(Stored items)
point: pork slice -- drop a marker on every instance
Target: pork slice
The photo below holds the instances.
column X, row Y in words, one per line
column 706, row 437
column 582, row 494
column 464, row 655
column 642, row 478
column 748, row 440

§ Job: Recast the data as a two-column CSV with the headers "request" and "answer", one row per request. Put each field in double quotes and replace any line breaks inside a field with spaces.

§ Result of the task:
request,answer
"point: pork slice -- drop a marker on every instance Target: pork slice The photo below holds the instances. column X, row Y in words, one per line","column 706, row 437 column 582, row 494 column 464, row 655 column 642, row 478 column 748, row 440"